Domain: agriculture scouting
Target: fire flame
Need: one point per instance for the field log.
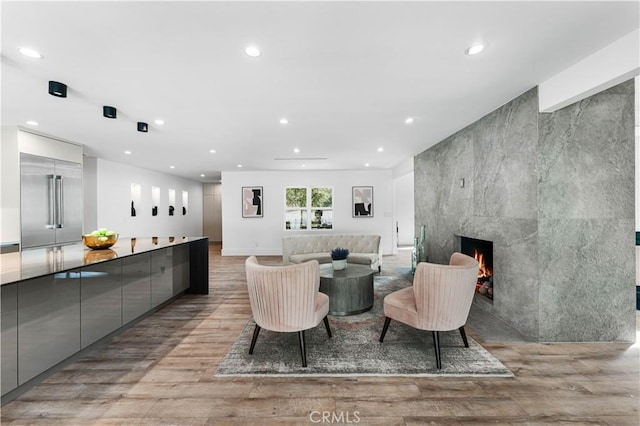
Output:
(483, 272)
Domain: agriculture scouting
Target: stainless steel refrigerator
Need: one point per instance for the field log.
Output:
(51, 201)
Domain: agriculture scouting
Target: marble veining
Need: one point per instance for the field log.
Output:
(555, 193)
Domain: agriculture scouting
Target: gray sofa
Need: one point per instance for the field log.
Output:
(363, 249)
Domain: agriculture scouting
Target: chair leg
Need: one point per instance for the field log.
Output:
(326, 325)
(387, 321)
(256, 331)
(303, 348)
(436, 345)
(464, 337)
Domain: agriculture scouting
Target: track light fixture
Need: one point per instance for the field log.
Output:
(109, 112)
(57, 89)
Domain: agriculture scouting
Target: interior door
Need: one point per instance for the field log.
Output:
(36, 199)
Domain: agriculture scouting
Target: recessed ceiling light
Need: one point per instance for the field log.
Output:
(252, 51)
(30, 53)
(475, 49)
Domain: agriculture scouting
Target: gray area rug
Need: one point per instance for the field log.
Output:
(354, 349)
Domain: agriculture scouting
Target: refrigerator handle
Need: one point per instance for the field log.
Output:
(59, 202)
(52, 200)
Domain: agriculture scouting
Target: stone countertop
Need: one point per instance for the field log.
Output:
(36, 262)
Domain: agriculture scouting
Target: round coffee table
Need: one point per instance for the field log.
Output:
(350, 290)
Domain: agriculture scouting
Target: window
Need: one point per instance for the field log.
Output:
(308, 208)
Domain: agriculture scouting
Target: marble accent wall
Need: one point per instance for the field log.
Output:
(555, 193)
(587, 219)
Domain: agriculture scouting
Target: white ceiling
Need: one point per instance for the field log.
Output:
(345, 75)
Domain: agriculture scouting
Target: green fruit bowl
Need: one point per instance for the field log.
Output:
(99, 242)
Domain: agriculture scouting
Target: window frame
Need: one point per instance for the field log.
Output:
(308, 211)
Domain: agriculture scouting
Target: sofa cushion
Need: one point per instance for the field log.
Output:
(304, 257)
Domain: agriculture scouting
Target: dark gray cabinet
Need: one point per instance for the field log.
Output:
(101, 300)
(136, 286)
(48, 318)
(161, 275)
(180, 269)
(9, 343)
(48, 322)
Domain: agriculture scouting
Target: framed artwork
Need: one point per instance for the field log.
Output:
(362, 201)
(252, 201)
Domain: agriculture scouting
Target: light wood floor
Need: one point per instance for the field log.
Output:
(161, 371)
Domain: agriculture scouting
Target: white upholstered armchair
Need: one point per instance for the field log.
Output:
(439, 300)
(286, 299)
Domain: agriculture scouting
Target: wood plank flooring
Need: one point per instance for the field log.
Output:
(161, 372)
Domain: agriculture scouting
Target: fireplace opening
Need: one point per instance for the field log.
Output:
(482, 251)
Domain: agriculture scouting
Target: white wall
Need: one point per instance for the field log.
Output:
(404, 203)
(606, 68)
(263, 236)
(113, 202)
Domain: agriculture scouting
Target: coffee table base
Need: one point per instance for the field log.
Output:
(350, 291)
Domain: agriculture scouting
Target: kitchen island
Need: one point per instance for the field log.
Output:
(58, 301)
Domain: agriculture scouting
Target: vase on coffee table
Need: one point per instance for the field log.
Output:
(339, 265)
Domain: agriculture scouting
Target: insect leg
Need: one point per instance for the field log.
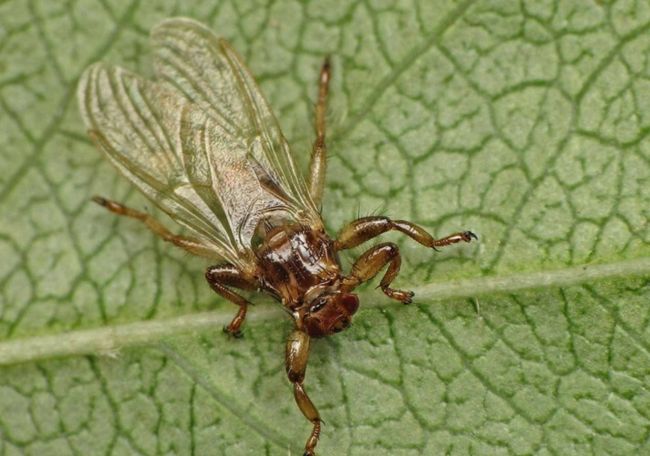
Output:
(370, 263)
(367, 228)
(296, 355)
(318, 165)
(191, 245)
(220, 278)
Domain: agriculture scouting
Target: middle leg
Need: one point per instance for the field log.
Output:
(368, 266)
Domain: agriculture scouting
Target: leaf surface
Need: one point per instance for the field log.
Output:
(526, 122)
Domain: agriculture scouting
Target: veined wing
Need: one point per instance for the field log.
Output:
(179, 157)
(209, 73)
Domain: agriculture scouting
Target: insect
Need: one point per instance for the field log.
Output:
(201, 143)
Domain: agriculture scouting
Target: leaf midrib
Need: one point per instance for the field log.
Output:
(108, 341)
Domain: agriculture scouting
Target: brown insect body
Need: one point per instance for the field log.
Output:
(300, 267)
(202, 144)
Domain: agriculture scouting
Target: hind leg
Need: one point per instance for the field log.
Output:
(191, 245)
(318, 164)
(220, 279)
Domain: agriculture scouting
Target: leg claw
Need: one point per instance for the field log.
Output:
(235, 334)
(468, 236)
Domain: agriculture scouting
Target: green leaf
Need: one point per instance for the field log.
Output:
(526, 122)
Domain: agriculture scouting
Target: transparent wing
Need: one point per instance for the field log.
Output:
(179, 157)
(210, 74)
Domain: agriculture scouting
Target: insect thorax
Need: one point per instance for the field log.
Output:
(292, 259)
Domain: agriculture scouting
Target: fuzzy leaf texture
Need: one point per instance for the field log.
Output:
(526, 122)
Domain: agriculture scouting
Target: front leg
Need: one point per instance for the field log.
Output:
(366, 228)
(370, 263)
(220, 278)
(296, 355)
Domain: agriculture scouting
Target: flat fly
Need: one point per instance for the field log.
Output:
(200, 141)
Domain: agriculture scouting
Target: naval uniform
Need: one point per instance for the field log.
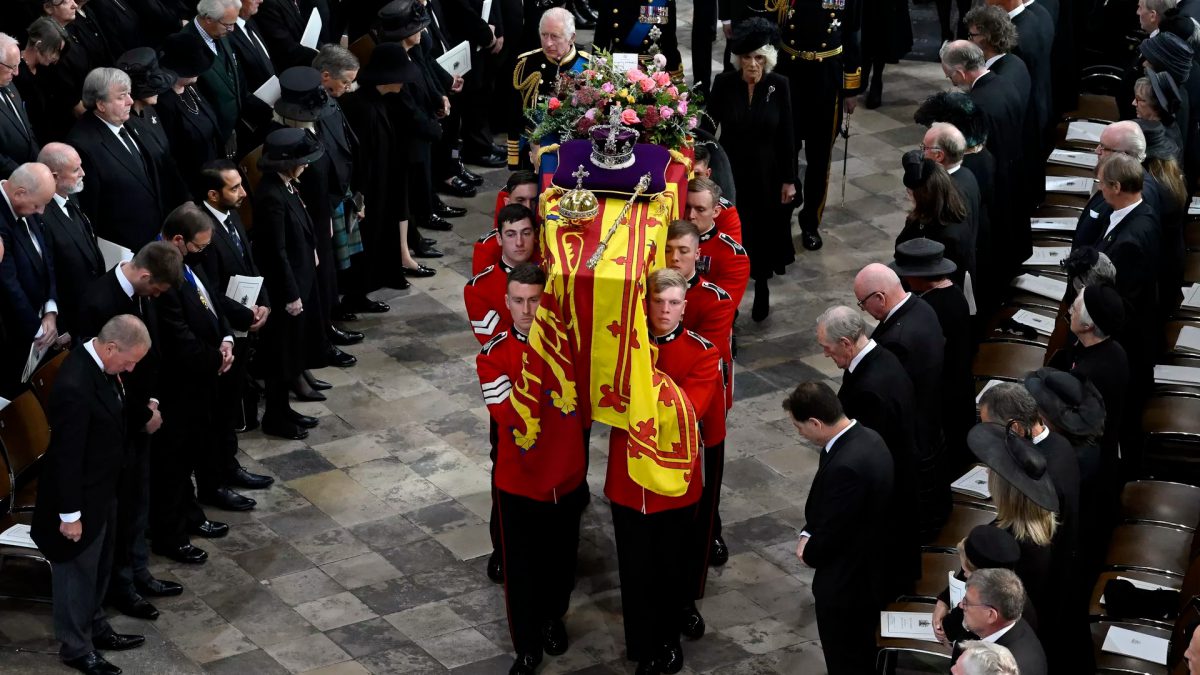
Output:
(533, 78)
(821, 57)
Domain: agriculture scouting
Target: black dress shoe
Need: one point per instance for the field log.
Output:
(553, 637)
(718, 554)
(456, 186)
(496, 567)
(186, 554)
(227, 500)
(118, 641)
(136, 607)
(343, 338)
(339, 358)
(526, 664)
(420, 272)
(283, 429)
(159, 587)
(209, 530)
(438, 223)
(93, 664)
(691, 623)
(363, 304)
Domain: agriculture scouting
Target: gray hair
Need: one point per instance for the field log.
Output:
(126, 332)
(961, 54)
(987, 658)
(336, 60)
(840, 321)
(215, 10)
(951, 141)
(561, 15)
(1001, 589)
(99, 83)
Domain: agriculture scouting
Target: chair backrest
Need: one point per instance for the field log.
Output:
(42, 381)
(24, 431)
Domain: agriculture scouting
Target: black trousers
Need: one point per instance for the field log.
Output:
(816, 113)
(540, 543)
(79, 585)
(651, 554)
(707, 525)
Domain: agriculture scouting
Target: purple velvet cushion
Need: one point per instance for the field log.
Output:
(647, 159)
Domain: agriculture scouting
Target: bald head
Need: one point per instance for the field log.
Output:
(877, 290)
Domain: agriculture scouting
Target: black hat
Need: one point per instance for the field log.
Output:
(753, 34)
(1014, 459)
(390, 64)
(1168, 52)
(917, 168)
(288, 148)
(301, 96)
(989, 547)
(1158, 144)
(186, 54)
(1069, 402)
(1105, 306)
(145, 77)
(922, 257)
(400, 19)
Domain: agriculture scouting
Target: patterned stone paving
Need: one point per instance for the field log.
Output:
(369, 553)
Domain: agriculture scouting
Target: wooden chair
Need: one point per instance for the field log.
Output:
(24, 436)
(42, 381)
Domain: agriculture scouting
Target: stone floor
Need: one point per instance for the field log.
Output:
(369, 553)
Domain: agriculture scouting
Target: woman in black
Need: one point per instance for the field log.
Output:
(286, 250)
(751, 108)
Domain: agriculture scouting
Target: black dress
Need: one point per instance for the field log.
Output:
(756, 133)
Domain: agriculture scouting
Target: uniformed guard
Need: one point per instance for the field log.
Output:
(535, 75)
(820, 55)
(640, 27)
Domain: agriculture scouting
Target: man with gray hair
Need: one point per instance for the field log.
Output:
(67, 231)
(17, 142)
(991, 609)
(123, 196)
(984, 658)
(877, 392)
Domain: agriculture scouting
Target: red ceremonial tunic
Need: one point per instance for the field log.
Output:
(695, 365)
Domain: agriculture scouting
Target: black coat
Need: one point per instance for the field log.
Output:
(121, 196)
(83, 464)
(757, 137)
(77, 260)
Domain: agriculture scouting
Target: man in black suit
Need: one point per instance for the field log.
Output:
(28, 305)
(67, 231)
(123, 197)
(77, 490)
(125, 290)
(1005, 112)
(877, 393)
(846, 523)
(991, 609)
(909, 328)
(17, 142)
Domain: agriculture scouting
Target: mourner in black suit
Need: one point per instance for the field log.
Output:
(70, 237)
(123, 197)
(77, 490)
(28, 305)
(17, 141)
(846, 519)
(909, 329)
(877, 393)
(126, 290)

========

The answer must consist of each line in the entries above that includes "gray".

Target: gray sofa
Target: gray area rug
Target: dark gray cabinet
Target: gray hair
Target: man with gray hair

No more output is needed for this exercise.